### What is expected
Return every line of the data below that contains the string "door". Case counts.

### Object point labels
• • • • •

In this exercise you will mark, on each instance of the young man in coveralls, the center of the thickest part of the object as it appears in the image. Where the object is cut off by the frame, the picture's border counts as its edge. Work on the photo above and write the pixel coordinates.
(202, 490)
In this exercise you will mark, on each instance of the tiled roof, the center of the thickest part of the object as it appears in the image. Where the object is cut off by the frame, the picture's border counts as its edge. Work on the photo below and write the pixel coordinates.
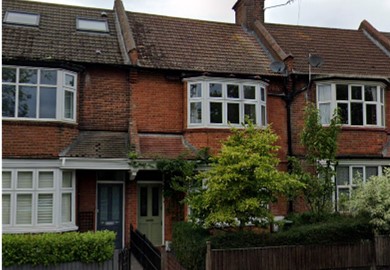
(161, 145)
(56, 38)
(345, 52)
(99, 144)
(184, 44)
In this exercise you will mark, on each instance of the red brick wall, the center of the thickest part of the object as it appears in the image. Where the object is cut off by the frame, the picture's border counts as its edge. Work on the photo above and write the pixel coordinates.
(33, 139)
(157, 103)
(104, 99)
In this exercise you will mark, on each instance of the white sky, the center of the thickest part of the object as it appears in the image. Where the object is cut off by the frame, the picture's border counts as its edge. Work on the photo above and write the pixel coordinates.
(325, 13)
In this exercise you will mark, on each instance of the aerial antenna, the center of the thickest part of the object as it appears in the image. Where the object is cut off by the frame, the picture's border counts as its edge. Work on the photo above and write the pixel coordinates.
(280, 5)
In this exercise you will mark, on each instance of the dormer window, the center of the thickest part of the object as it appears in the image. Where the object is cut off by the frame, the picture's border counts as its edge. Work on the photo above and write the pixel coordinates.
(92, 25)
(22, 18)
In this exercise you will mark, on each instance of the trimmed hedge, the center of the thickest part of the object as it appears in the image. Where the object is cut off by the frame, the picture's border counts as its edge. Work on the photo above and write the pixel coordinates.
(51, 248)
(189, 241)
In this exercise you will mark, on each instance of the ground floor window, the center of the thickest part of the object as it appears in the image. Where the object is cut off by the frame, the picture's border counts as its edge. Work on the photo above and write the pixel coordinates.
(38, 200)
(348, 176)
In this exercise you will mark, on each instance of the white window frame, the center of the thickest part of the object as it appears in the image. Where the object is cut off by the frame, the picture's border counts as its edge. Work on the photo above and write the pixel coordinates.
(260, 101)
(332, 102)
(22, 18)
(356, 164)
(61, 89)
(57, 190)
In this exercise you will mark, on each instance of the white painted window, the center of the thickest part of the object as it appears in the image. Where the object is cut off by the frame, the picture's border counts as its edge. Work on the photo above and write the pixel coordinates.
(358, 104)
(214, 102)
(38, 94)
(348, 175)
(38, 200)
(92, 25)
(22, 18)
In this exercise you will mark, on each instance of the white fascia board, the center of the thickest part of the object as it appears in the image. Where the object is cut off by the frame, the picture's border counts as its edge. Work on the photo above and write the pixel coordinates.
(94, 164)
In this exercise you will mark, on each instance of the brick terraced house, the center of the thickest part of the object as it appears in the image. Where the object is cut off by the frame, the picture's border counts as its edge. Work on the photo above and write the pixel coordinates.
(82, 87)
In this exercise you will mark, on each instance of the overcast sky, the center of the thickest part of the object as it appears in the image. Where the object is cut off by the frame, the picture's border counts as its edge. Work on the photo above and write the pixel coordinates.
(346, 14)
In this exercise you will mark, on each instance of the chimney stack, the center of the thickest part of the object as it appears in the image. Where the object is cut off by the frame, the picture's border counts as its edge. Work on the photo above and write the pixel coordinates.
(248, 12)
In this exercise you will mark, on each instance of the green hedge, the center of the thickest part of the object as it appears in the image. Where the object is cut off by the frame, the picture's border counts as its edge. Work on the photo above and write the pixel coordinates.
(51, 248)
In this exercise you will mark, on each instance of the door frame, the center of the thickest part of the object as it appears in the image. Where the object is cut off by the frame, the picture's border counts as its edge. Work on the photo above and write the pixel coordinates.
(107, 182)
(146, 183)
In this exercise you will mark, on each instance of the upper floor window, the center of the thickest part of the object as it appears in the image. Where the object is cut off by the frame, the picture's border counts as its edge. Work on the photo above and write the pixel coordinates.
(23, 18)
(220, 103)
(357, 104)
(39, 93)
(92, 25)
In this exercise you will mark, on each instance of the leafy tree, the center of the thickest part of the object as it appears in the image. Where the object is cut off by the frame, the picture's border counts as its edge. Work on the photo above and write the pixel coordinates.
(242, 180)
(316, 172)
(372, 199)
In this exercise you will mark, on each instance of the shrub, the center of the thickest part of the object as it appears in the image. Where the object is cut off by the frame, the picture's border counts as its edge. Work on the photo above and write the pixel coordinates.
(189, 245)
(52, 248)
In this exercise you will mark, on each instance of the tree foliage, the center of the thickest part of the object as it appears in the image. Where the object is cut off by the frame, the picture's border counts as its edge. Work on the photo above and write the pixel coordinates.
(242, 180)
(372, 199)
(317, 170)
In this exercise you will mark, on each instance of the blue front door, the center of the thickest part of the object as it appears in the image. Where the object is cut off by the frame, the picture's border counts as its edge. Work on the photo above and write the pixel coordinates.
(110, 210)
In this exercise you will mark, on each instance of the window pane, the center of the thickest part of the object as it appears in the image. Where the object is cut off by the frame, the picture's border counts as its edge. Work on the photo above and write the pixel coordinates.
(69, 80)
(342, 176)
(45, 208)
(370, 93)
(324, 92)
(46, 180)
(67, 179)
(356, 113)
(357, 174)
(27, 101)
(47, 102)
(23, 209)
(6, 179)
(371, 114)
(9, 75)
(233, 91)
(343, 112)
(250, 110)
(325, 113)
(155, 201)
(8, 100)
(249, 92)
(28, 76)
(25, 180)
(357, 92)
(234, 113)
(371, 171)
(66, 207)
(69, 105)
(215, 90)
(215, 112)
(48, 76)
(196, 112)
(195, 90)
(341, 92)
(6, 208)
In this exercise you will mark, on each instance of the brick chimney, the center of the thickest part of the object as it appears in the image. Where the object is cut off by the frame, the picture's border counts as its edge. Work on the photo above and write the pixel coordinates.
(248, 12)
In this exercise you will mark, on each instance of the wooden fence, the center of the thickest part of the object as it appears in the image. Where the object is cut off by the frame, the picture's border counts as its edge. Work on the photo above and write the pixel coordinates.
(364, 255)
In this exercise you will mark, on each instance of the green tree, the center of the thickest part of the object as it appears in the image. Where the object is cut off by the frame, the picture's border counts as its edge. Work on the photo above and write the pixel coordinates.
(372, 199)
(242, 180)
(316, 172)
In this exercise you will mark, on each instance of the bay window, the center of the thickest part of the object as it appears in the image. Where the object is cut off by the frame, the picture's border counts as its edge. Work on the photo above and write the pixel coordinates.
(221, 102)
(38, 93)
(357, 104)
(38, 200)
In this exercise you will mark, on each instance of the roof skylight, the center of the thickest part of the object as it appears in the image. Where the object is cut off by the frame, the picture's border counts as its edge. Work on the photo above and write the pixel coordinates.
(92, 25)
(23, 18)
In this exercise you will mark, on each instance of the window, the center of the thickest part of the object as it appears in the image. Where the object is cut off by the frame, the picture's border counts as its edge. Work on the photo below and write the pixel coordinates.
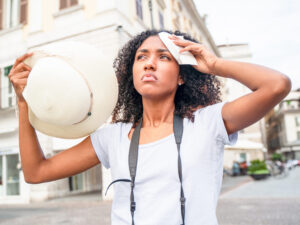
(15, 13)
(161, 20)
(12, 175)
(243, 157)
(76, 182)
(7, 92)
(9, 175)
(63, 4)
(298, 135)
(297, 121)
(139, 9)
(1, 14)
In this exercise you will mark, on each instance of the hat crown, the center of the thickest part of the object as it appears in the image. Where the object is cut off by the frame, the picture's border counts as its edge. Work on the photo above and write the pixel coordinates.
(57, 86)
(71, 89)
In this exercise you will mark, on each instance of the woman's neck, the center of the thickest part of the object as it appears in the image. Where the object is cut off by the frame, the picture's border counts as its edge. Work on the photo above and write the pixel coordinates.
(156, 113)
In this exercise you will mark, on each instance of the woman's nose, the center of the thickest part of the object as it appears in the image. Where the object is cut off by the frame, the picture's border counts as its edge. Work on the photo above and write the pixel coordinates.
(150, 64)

• • • • •

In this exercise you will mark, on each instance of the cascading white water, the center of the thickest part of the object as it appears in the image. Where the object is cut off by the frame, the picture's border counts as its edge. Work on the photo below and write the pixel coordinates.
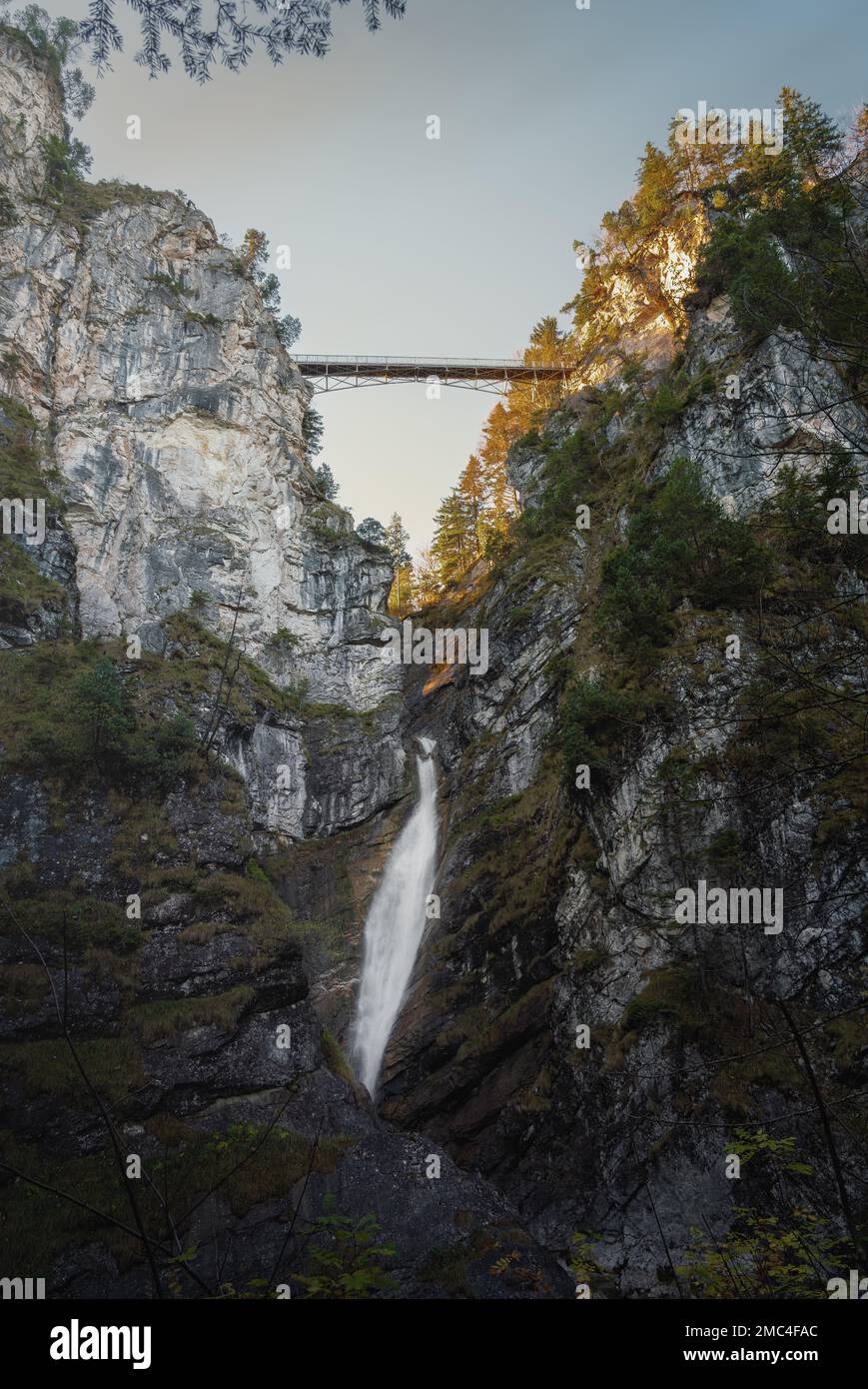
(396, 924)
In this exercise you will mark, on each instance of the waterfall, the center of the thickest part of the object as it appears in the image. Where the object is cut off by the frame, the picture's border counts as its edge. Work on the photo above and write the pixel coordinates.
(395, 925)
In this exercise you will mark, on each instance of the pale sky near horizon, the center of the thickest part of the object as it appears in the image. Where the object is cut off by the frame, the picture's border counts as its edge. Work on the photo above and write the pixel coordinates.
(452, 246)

• • • • •

### Response to the task
In this exercise you will mark, on each instance of the door frame, the center of the thickest part of the object as it appears in the image. Where the object is cut off by the frame, the picture's border counts as its edge. Work on the photo above and write the pixel coordinates.
In this exercise you will mark, on each instance of the blue front door, the center of the thickest part of the object as it appears in the image. Where the object is cut off by the frame, the picture's border counts as its edge. Work on the photo above and write the pixel coordinates.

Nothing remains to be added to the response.